* ASSIGNMENT:
Your reply should repeat, exactly, the line containing "Place a point on every instance of the slate" and the rest of the material after it.

* DATASET CONTENT:
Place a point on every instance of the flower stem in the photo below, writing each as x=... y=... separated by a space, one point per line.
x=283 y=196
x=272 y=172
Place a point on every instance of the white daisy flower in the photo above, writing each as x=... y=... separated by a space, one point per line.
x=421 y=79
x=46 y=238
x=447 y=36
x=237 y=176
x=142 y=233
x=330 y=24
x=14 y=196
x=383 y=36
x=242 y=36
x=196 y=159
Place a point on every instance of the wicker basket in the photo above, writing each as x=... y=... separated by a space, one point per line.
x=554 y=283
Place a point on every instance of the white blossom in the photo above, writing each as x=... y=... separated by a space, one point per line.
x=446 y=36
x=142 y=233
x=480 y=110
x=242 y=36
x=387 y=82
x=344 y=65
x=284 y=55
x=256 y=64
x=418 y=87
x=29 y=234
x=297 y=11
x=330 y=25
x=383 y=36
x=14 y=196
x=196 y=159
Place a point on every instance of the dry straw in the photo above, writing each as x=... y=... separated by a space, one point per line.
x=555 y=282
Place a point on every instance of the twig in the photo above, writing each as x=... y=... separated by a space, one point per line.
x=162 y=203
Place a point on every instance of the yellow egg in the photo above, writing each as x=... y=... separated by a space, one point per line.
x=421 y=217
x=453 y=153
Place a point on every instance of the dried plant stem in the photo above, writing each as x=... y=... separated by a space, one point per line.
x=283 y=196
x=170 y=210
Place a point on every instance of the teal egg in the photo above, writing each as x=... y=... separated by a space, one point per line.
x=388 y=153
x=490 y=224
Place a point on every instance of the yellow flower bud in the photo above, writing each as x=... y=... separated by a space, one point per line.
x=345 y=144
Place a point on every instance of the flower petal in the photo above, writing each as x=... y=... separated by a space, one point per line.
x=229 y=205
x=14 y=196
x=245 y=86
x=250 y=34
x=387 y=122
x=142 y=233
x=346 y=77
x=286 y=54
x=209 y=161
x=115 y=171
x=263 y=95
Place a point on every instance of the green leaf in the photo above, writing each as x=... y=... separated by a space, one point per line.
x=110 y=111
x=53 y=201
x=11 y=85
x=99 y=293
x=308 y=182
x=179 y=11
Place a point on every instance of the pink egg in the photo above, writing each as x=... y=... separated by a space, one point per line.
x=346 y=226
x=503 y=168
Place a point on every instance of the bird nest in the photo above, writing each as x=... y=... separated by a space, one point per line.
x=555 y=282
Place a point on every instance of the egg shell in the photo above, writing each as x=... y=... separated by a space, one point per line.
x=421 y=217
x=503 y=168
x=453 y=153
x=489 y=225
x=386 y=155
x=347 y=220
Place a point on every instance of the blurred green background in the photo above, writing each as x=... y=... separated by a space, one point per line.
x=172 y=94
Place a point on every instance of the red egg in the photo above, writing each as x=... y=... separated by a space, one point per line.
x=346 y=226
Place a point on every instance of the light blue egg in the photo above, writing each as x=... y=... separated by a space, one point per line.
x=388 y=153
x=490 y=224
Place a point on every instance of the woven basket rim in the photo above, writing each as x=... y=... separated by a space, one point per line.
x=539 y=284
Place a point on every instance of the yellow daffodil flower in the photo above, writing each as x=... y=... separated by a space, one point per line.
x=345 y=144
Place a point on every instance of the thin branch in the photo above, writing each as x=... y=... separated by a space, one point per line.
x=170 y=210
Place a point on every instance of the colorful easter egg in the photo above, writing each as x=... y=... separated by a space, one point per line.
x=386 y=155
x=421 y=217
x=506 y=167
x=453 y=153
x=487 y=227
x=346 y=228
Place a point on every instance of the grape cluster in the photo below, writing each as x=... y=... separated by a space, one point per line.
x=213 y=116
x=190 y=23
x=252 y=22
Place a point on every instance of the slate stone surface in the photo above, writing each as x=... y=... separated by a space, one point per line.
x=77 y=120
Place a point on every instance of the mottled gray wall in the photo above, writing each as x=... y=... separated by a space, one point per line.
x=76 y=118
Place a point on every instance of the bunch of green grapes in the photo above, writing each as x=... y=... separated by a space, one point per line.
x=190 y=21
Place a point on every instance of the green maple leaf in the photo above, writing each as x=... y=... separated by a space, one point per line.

* REPLY:
Place a point on every instance of the slate stone surface in the photo above, writing each as x=... y=... separated by a space, one point per line.
x=77 y=120
Place a point on every instance of the mottled gray wall in the photo above, writing each as x=... y=... separated by a space, one point per line.
x=76 y=118
Place a point on every instance of the bunch of green grapes in the photo above, writing each as x=... y=... separated by a space, one point per line.
x=190 y=21
Place a point on every instance of the green maple leaf in the photo above, writing each as x=... y=... separated by a space, one point per line.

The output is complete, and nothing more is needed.